WORK TO DO
Copy out all the records, word for word.

— Start of DATA SHOWN —

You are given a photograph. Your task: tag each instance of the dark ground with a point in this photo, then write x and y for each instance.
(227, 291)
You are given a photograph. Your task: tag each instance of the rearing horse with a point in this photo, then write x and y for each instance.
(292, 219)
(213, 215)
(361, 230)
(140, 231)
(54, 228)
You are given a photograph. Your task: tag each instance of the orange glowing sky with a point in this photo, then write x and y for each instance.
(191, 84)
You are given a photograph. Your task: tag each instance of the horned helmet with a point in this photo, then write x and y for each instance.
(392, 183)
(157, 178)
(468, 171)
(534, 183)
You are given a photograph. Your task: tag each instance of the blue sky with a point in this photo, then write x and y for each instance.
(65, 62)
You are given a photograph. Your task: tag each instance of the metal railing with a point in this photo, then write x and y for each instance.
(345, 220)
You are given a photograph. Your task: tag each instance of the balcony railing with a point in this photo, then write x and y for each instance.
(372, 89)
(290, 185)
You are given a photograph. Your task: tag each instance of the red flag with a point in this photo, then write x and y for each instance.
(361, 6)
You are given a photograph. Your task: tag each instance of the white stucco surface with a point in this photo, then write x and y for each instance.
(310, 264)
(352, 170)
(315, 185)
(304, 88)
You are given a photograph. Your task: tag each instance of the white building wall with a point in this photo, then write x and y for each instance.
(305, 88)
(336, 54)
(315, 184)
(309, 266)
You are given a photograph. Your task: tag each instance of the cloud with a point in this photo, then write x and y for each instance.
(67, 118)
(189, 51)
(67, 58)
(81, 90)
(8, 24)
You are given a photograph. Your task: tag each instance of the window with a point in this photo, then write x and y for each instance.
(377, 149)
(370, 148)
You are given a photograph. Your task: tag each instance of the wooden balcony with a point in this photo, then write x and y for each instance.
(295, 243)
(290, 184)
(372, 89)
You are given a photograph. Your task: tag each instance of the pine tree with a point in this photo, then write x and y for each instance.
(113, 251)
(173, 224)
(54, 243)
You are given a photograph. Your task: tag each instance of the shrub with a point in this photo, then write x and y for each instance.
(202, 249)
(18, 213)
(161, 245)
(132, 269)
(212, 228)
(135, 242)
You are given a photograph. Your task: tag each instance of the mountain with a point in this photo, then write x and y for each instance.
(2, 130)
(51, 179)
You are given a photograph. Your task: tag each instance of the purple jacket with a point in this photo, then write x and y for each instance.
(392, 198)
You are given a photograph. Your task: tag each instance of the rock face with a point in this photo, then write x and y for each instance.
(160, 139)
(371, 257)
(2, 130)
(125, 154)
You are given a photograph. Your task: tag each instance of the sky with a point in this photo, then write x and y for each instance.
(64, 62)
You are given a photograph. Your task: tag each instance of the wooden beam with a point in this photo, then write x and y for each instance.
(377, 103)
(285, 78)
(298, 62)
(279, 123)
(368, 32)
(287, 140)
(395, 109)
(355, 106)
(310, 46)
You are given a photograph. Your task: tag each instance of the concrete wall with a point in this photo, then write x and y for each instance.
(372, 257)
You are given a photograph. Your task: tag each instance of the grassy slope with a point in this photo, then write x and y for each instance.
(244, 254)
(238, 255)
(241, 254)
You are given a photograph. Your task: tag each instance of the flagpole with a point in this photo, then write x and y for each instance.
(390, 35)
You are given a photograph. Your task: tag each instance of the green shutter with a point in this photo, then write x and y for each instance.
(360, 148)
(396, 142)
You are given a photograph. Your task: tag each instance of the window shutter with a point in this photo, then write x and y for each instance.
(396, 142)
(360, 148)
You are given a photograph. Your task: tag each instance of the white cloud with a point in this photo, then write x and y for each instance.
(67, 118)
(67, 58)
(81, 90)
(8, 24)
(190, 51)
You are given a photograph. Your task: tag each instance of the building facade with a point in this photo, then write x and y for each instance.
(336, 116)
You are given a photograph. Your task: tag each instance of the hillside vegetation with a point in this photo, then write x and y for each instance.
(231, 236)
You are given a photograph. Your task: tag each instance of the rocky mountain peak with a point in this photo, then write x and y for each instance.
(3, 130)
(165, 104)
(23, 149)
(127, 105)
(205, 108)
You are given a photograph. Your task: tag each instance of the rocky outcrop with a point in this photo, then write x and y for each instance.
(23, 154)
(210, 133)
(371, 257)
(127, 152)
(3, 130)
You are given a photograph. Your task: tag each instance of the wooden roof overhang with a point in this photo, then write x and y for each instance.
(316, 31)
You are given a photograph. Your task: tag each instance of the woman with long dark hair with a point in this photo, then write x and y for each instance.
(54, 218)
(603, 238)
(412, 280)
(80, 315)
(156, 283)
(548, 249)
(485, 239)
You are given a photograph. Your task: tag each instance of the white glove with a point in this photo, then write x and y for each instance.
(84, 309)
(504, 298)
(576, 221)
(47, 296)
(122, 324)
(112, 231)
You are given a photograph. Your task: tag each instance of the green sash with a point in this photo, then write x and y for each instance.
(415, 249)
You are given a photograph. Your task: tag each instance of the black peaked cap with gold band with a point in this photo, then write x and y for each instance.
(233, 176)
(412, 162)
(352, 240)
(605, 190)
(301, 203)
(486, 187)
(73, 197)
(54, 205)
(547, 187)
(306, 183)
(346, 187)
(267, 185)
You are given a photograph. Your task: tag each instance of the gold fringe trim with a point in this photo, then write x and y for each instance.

— End of DATA SHOWN —

PROBLEM SOLUTION
You are given a photograph. Your task: tag each instance of the dark ground with a point in this photo, then write x and y for each instance.
(227, 291)
You are given a photograph. Your task: tag each instance of the rearing horse with a point in this photo, then write x and y for each instance.
(292, 219)
(213, 215)
(361, 230)
(140, 231)
(54, 228)
You are given a photograph. Your task: tag each instance of the orange glowing sky with a point in this photo, then write x and y for each instance.
(191, 84)
You are given a photograph. Your task: tag each instance of the horned helmet with a point in this photo, then write x and y for each instance.
(392, 183)
(157, 178)
(468, 171)
(534, 183)
You are given a photograph. Your task: tag each instance of the blue sky with a point in this photo, then write x and y for each instance.
(65, 62)
You are given a photograph. Your task: tag each instance of the metal railing with a point in this photo, then write x and y for each instance.
(345, 220)
You are given a photograph. Your task: tag each instance of the balcony railing with a point in this photo, then write x and y for each instance.
(372, 89)
(290, 185)
You are given a photograph. Your task: tag each instance of the red flag with a point in this photo, then write x and y for each instance.
(361, 6)
You are given a photograph. Your task: tag each instance of the white stucco surface with a point in this photo, then write x and y for each instance.
(310, 264)
(352, 170)
(315, 185)
(304, 88)
You are given a photograph. Your task: tag each instance of the white building wall with a point in this photo, then write x and y for each instance.
(305, 88)
(336, 54)
(315, 184)
(309, 266)
You are given a photograph. Your task: tag each instance of the cloud with a point in this photo, then write x and y for each instance.
(67, 118)
(189, 51)
(67, 58)
(81, 90)
(8, 24)
You are given a photograph. Your task: tag each instance of the window with a point in this photo, then write x and y for each instance.
(377, 149)
(370, 148)
You are given a photograph. Your task: tag each instance of the wooden balcony with a point in this photo, then write x and y for each instance.
(295, 243)
(290, 184)
(372, 89)
You are given a photograph. Your task: tag each instance of the pine tree with a point in this photo, then write x and y for each instance.
(113, 251)
(173, 224)
(54, 243)
You are given a photograph. Your task: tag each instance of the shrub with a point in this photo, then write x and y for each instance.
(202, 249)
(18, 213)
(161, 245)
(132, 269)
(212, 228)
(135, 242)
You are given a photograph. Your task: tag each instance of the mountain with a point in this photo, then write x and y for each instance.
(2, 130)
(51, 179)
You are given a photograph. Your task: tag each instance of the purple jacket with a point in this photo, then write x and y for each instance.
(392, 198)
You are given a photograph. Your task: tag each instance of the rock face with a point in this photo, then write x and y for each instance.
(160, 139)
(371, 257)
(2, 130)
(125, 154)
You are given a photograph. Your task: tag each instance of the sky with a point in this photo, then write x and y for each instance.
(64, 62)
You are given a photograph. Your task: tag each instance of the wooden beam with a point in this photo, then write x and y for each instance.
(377, 103)
(285, 78)
(298, 62)
(279, 123)
(368, 32)
(287, 140)
(395, 109)
(355, 106)
(310, 46)
You are given a photograph. Your task: tag each instance of the concrete wall with a point in this photo, then write x and y for each instance.
(372, 257)
You are given a photograph. Your task: tag each instance of the grassy slope with a point in this photo, then write x and y for each instance.
(244, 254)
(238, 255)
(241, 254)
You are given a photograph. Your task: tag each instance of the flagpole with a point in this photo, then write x and y for each instance.
(390, 35)
You are given a photograph. Your task: tag each instance of the green shutter with a point in this photo, then write x and y for each instance.
(360, 148)
(396, 142)
You are given a photograph. Your task: tag each instance of the window shutter with a point in this photo, then write x and y for each instance.
(396, 142)
(360, 148)
You are given a photograph. Your task: tag each instance of the white cloud with a point in this photo, then write x and y for each instance.
(67, 118)
(67, 58)
(81, 90)
(8, 24)
(190, 51)
You are given a photograph. Your task: tag each instance of the building facade with a point in this photo, then write x and y for each instance.
(336, 116)
You are given a photograph. Your task: tag each instance of the hillside vegetation with a point in this photo, then write x and y for each instance.
(231, 236)
You are given a photograph. Your task: tag each instance of the rocky mountain peak with a point in this photo, then write x and y for each instance.
(3, 130)
(165, 104)
(23, 149)
(127, 105)
(205, 108)
You are given a photograph. Your task: tag each instance of the rocky outcrop with a point in this photo, then write x and y for each instance.
(23, 154)
(210, 133)
(371, 257)
(127, 152)
(3, 130)
You are given a photograph. Your task: tag each instance of the wooden roof overhang with a point in this photo, then write x and y for each instance.
(316, 31)
You are given a photograph. Your task: tag each instance of the woman with long dark hair with a point in this photo, then write x and y for each instance.
(54, 218)
(603, 238)
(412, 280)
(80, 315)
(156, 283)
(548, 249)
(485, 239)
You are given a photograph. Your task: tag each instance of the white glove with a point in this photo, then write x and y for each instance.
(84, 309)
(504, 298)
(576, 221)
(47, 296)
(122, 324)
(112, 231)
You are given a photograph. Your task: tag each instance of the green sash with a point in this photo, then write x and y for each instance.
(415, 249)
You are given a photograph. Your task: tag each instance of the black peaked cap with gold band with a point in this photo, then write x and y for each instance.
(233, 176)
(412, 162)
(352, 240)
(605, 190)
(301, 203)
(486, 187)
(73, 197)
(54, 205)
(547, 187)
(306, 183)
(346, 187)
(267, 185)
You are given a photograph. Your task: tag each instance of the gold fringe trim with a point in this photo, then write x and y for each instance.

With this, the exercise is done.